DATA SECTION →

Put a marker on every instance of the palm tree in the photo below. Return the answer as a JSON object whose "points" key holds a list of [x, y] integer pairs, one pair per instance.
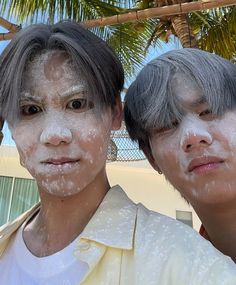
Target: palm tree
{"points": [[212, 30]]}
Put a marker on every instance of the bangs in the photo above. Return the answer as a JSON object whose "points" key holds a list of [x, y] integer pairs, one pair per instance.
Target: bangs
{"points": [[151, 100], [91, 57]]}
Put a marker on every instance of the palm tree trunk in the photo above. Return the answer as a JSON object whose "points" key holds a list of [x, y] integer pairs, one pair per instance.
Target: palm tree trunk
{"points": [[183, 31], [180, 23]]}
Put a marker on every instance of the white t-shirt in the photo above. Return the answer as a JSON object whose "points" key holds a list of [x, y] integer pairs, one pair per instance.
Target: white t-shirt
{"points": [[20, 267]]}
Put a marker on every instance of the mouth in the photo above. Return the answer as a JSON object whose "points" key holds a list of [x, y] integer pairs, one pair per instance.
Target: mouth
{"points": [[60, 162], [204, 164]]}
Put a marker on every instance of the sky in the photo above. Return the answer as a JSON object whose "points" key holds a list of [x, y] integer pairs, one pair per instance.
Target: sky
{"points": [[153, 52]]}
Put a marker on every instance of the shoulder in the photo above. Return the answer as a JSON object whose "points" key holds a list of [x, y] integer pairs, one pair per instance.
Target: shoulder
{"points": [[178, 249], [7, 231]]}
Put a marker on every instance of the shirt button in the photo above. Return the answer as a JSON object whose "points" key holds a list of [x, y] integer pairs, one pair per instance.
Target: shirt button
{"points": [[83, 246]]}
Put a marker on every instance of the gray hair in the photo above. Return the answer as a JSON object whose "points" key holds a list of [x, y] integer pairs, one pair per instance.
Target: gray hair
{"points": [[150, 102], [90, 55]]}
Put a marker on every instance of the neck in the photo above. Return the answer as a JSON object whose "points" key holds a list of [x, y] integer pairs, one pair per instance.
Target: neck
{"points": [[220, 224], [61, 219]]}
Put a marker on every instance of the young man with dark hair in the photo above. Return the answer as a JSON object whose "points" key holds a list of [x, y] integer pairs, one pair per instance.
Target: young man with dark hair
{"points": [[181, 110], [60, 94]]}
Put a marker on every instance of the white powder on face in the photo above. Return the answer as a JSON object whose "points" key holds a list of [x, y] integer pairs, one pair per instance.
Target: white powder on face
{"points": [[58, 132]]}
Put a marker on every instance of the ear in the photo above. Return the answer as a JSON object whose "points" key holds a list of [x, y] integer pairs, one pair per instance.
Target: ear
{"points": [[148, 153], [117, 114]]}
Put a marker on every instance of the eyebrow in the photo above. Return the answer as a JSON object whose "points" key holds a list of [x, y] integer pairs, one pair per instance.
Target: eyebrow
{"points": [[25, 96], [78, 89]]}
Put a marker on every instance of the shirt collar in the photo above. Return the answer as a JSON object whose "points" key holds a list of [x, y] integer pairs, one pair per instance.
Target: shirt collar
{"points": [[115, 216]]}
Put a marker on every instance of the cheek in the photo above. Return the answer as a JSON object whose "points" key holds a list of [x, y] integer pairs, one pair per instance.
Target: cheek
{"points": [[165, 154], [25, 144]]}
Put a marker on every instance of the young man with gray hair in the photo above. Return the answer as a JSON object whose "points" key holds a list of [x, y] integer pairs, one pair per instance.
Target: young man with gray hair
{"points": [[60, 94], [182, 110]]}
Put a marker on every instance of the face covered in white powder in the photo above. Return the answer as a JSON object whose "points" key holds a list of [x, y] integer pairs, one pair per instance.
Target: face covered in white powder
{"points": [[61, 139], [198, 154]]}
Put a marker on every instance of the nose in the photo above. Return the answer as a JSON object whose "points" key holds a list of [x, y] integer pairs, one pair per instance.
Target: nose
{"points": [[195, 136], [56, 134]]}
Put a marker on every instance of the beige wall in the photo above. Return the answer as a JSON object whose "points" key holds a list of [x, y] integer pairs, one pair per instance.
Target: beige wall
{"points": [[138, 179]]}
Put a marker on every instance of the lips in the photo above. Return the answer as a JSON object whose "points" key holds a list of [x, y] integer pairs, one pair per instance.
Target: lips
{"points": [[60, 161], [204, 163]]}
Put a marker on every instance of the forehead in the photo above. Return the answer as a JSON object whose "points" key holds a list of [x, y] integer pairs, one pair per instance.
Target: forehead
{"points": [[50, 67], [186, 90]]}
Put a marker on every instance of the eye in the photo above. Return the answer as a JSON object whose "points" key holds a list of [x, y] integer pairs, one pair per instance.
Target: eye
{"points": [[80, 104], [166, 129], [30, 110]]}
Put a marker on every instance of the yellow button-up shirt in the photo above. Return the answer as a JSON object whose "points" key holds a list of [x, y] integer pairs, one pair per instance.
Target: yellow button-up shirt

TASK DIRECTIONS →
Could you set down the material above word for word while dropping its pictures?

SOLUTION TO THE EXERCISE →
Put a marker on every instance of the palm tree in the photo below. Return the answer as a JSON object whose "points" key holds a list of [x, y] integer pairs, one pair per instance.
Target: palm tree
{"points": [[212, 30]]}
Put a marker on every instance of the bangs in the photo above. Return the answer as a JSON object whose "points" key holds a list of [x, y] integer pairs, one pair per instance.
Target: bangs
{"points": [[151, 100], [91, 57]]}
Put a marker on every instance of the palm tree trunk in the photo above. Return the answer as a JSON object whose "points" key holds a list of [x, y] integer pairs, one pair per instance.
Target: palm tree trunk
{"points": [[183, 31], [180, 23]]}
Put a marker on every instance of the white t-shirt in the photo above. Return the answer as a JSON object whose "points" key holds a list of [x, y] integer pairs, one pair per instance.
Target: white t-shirt
{"points": [[20, 267]]}
Put a marker on every instance of the mouth in the photo above. Return the answer as a JSON object whose "points" key holds a list of [x, y] integer pairs, one pair per instance.
Target: mouth
{"points": [[60, 162], [204, 164]]}
Put a marker on every instance of the sky in the photo above. Return the answer as a JSON object whose "points" key holds a list of [x, y] integer pairs, one pair per instance.
Target: sky
{"points": [[153, 52]]}
Put a marker on every instance of the shoulder in the photo above. Return the answer as a JSON object whose "points" key holds a list of [x, y] integer pairs, one pair per instance.
Target: shoulder
{"points": [[178, 249], [7, 231]]}
Put a marker on every instance of the shirt button in the photo above. Return the answer as a JSON object whose "points" key holds a list of [x, y] integer pairs, one pair per instance.
Target: shirt button
{"points": [[83, 246]]}
Put a marker on every instance of the gray hair in the photo above. Return the answer as a JSON object whose "points" key holds a list of [x, y] integer pairs, one pair per instance.
Target: gray hair
{"points": [[150, 102], [90, 55]]}
Put a marker on every instance of the neck in the photo above. Return the answer as a JSON object whose "points" key holds a list of [x, y] integer pairs, one pair per instance.
Target: neck
{"points": [[220, 224], [61, 219]]}
Put a marker on every instance of the young man with dark hair in the photo above. Return the answer as a JSON object whose "points" key holds a list of [x, y] integer pairs, one pair per instance.
Target: young man with dark hair
{"points": [[181, 110], [60, 94]]}
Put a marker on every instance of the white powder on face in the photo above. Return the answer as a JSON object whose "points" key holds a list of [x, y] integer pairs, one pair per instance.
Target: white powder on face
{"points": [[58, 132]]}
Put a marker on every instance of the ear in the photo above. Return the answer as a JSON object whose "points" key holds a list of [x, y] integer pairs, one pair per instance.
Target: ear
{"points": [[148, 153], [117, 114]]}
Put a marker on every instance of the eyebrow in the photo above. Return the answer as a JSON object whose "points" key holds a list of [x, y] integer pairs, one pair per instance.
Target: eyebrow
{"points": [[25, 96], [78, 89]]}
Put a marker on every instance of the shirt collar in the photo above. Return the answer as a JSON object whose "points" key holds a list of [x, y] integer pairs, one pair per instance.
Target: shirt collar
{"points": [[115, 216]]}
Put a marker on every instance of the cheek in the photo above. Return the answer as a JSON object whose "points" key holds a list of [x, y] integer pairs, one pair per instance.
Target: cheek
{"points": [[165, 154], [25, 144]]}
Put a marker on every instance of the young man with gray hair in the photo above. Return the answer as a JSON object whose "points" key holds a list of [x, y] integer pairs, one pair per instance.
Target: young man with gray hair
{"points": [[60, 94], [182, 110]]}
Put a marker on every instance of the face covered in white powder in the photo above. Return the answer as a JSON object whose "points" key holds a list of [x, y] integer pairs, one pair per instance.
Target: face covered in white powder
{"points": [[61, 139], [198, 154]]}
Put a marker on every instance of the nose in the photo above. Return the answer as a JSON object whose "points" key holds a list of [x, y] integer pairs, one pair per instance.
Target: nose
{"points": [[195, 136], [56, 134]]}
Put a marker on every instance of the beige wall in the photo above. Return the answer as a JSON object whose "points" key holds a list of [x, y] integer pairs, one pair per instance.
Target: beige wall
{"points": [[138, 179]]}
Put a marker on every instance of the lips in the photo above. Return the answer as a JSON object whose "points" key holds a list of [x, y] integer pairs, one pair per instance.
Target: lips
{"points": [[60, 161], [204, 163]]}
Put a marker on every instance of the forehead in the photo above. Return the answer as a JSON object whose "points" key holds a list of [x, y] integer pairs, one pair per instance.
Target: forehead
{"points": [[50, 67], [186, 90]]}
Put a marker on every instance of the eye in the photo above. Return the answer as a JSON object whose "points" key holds a list of [x, y] integer pairs, one pair per instance.
Target: eye
{"points": [[80, 104], [166, 129], [30, 110]]}
Put a marker on every instance of the yellow button-up shirt in the photo above. Return the answer as a JSON object whose "points" key holds a list of [x, y] integer pairs, one pair per instance.
Target: yellow button-up shirt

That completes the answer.